WORK TO DO => Which lines in the items below contain the string "shirt"? Copy each of them, matching case exactly.

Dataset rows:
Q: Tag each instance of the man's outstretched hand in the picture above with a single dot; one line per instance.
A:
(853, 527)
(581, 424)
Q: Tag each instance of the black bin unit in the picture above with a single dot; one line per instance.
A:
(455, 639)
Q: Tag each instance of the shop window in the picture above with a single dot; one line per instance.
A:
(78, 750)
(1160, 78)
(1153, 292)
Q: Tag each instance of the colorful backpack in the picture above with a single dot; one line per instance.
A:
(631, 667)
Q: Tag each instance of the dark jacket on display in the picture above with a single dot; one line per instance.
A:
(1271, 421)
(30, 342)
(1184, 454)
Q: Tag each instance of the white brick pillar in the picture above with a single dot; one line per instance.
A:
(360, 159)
==
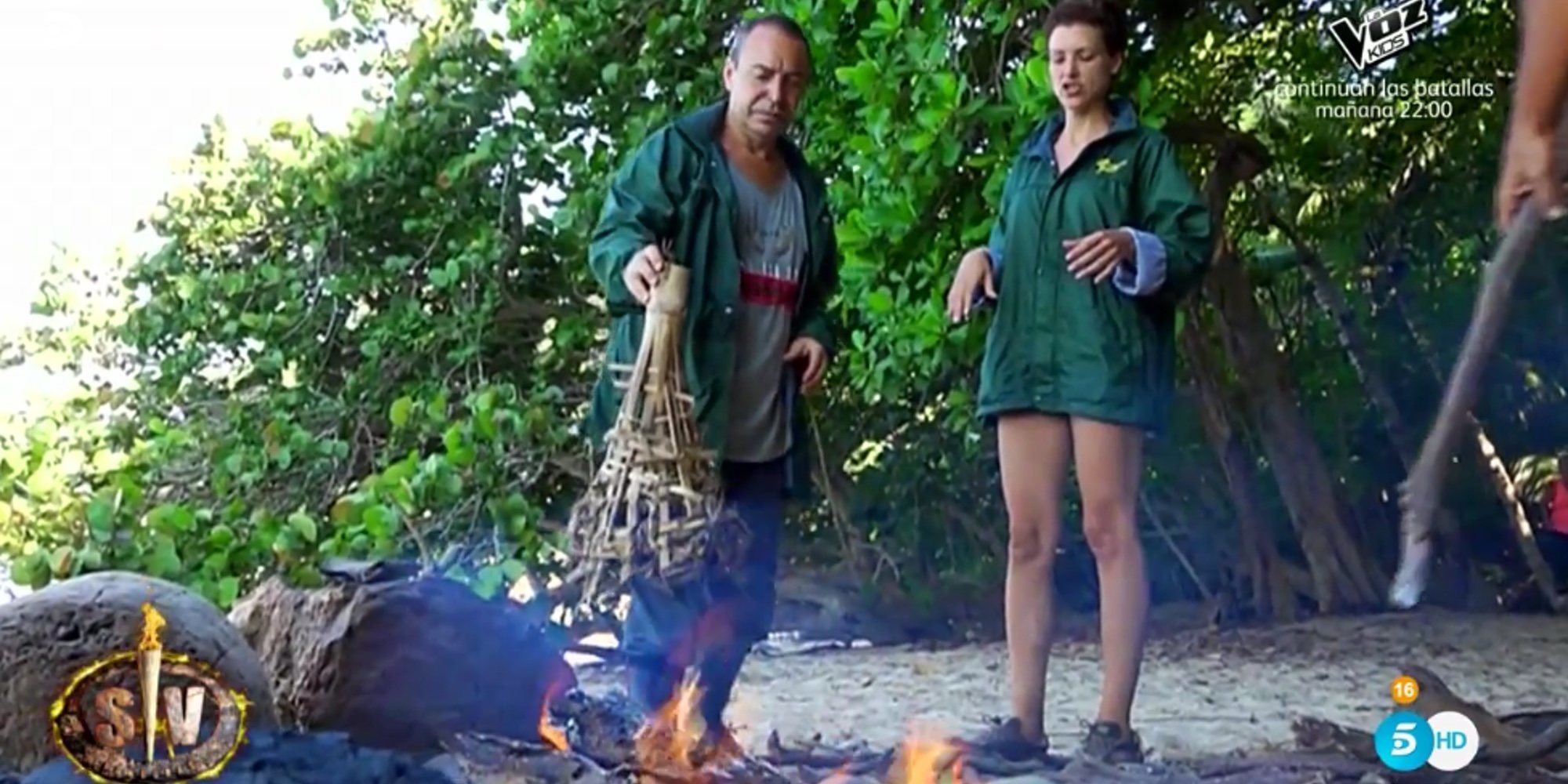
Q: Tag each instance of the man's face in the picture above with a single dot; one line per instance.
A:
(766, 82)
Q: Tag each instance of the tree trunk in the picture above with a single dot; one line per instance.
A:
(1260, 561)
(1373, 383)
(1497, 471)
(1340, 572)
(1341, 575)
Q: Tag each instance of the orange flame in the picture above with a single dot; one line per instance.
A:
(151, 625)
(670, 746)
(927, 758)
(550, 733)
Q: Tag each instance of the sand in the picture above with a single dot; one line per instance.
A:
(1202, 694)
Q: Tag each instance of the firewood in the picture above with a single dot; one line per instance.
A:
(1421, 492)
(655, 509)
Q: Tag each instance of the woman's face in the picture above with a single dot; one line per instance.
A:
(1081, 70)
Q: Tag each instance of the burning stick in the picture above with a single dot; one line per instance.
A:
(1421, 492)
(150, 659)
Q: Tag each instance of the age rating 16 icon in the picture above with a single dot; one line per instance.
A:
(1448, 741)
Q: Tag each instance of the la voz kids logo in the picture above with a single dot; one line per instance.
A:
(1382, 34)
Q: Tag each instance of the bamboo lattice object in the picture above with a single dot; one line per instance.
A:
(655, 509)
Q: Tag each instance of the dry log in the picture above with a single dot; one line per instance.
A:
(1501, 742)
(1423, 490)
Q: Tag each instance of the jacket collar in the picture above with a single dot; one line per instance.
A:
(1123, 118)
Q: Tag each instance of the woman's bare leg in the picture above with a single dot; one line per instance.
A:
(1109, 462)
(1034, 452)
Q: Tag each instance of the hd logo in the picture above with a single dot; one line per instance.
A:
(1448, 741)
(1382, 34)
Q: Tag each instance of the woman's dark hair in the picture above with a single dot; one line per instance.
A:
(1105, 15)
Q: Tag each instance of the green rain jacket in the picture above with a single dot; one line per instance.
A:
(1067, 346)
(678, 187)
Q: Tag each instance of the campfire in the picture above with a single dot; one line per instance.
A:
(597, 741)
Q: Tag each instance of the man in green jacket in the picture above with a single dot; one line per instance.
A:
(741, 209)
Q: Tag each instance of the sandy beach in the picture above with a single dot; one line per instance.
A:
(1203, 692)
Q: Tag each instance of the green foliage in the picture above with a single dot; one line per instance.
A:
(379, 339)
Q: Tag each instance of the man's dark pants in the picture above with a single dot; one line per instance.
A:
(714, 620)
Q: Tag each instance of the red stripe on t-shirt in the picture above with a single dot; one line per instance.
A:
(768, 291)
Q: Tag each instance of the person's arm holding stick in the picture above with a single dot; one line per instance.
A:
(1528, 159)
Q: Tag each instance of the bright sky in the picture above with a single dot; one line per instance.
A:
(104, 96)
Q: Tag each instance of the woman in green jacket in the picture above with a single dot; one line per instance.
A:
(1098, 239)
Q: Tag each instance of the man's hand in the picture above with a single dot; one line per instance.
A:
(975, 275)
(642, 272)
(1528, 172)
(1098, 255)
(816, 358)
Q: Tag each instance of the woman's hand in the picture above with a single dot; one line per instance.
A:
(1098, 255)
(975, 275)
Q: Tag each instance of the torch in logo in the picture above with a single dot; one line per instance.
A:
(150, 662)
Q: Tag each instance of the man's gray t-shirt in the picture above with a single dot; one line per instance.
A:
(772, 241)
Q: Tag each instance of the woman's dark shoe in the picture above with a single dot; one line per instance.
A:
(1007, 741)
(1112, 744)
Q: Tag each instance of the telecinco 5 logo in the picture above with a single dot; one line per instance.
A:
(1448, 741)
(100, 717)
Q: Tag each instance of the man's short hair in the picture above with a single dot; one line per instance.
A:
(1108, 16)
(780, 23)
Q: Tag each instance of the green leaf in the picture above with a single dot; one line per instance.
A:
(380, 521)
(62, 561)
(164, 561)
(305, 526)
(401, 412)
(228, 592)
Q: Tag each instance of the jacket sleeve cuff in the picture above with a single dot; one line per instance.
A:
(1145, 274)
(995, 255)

RESULT OF THIS TASK =>
Q: Tag each instance of the red stripe on t-shirt in the picture above with a single dot; one line per instance.
Q: Tag each instance of the man's gray t-shirt in the picture above with a single dot; one line per instance.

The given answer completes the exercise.